**Task objective**
Lines of the listing that contain "trunk" need to be copied.
** Record set follows **
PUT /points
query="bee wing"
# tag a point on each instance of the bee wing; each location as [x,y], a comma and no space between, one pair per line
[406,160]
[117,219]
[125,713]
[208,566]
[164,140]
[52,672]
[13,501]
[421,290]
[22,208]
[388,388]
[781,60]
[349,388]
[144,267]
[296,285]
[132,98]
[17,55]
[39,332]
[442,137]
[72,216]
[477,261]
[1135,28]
** End of Record set **
** Record set follows **
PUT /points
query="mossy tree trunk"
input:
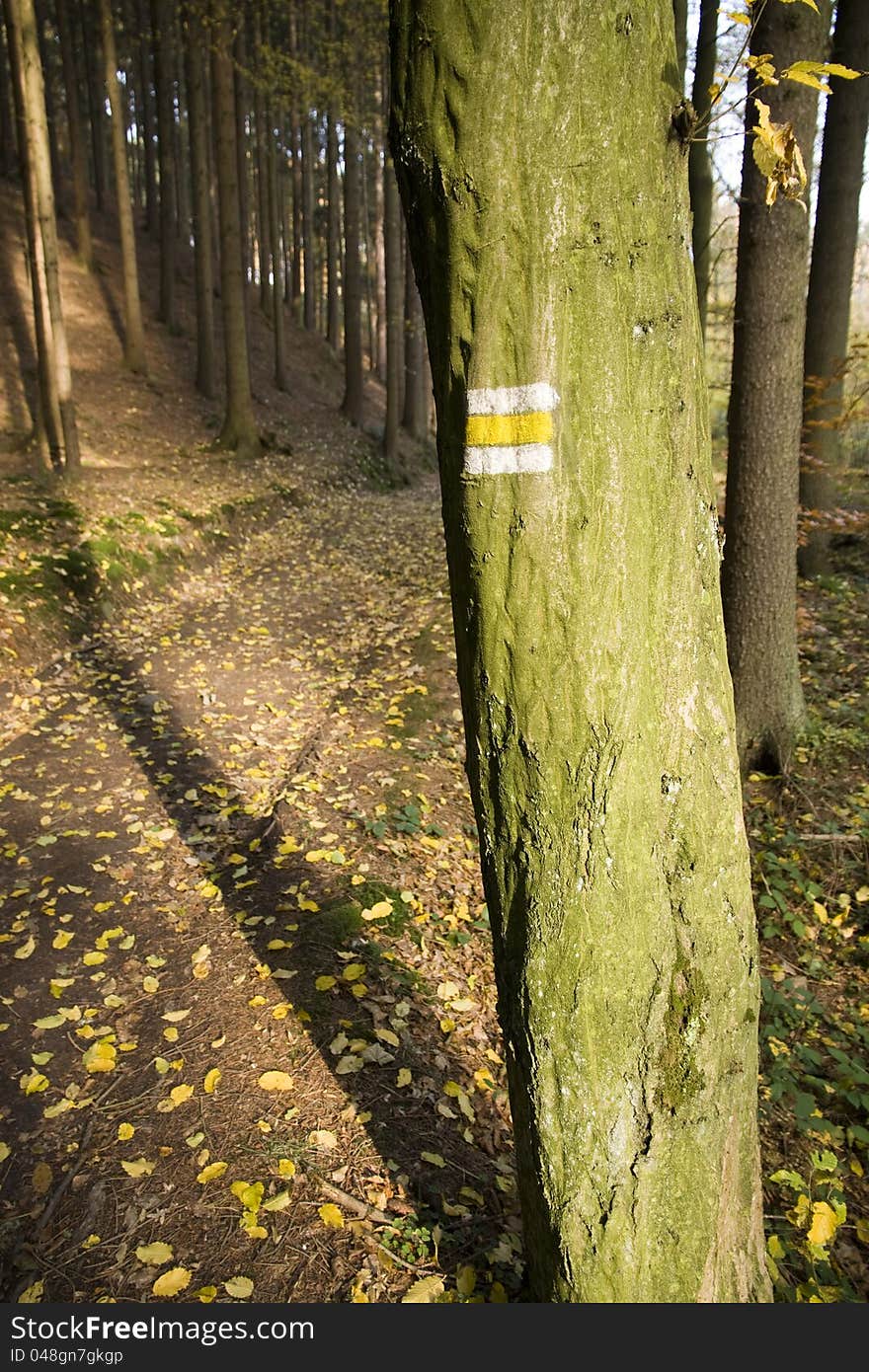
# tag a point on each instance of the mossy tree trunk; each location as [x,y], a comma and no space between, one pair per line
** End of Record set **
**Response area**
query="mossy tree trunk"
# tag a point on each instance of the mossy tree trunk; each location as [x,y], a comma and no space between, one pair per line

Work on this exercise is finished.